__What is required__
Reproduce the material below with every occurrence of "empty plate" swapped for "clean dish", leaving all other wording unchanged. Omit the pictures from your reply.

__Data for this exercise__
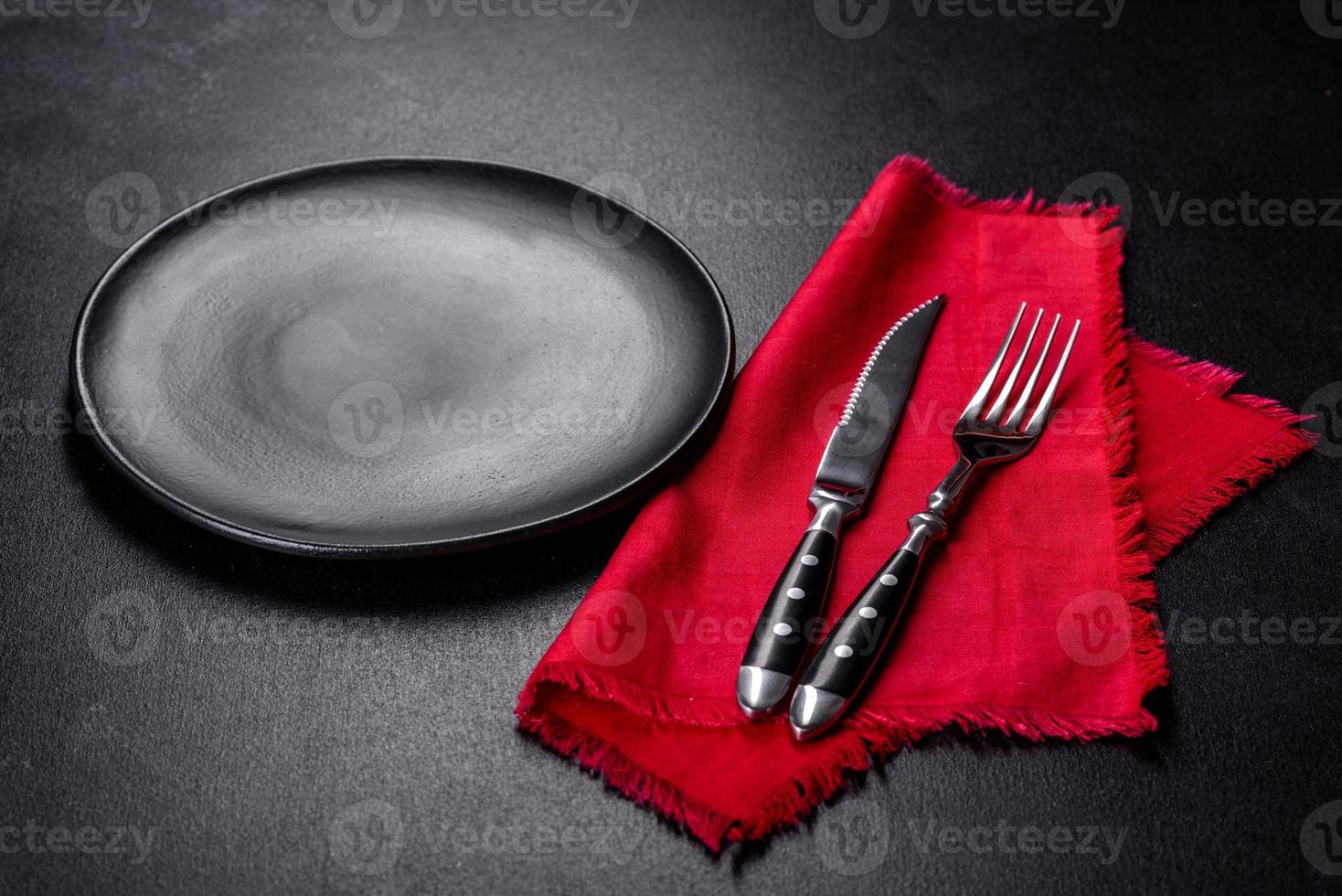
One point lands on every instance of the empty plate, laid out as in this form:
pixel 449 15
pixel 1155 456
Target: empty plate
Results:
pixel 400 356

__Solution__
One point lands on every instance of the clean dish, laid out as in this form:
pixel 449 15
pixel 1155 456
Target: clean dish
Results:
pixel 400 356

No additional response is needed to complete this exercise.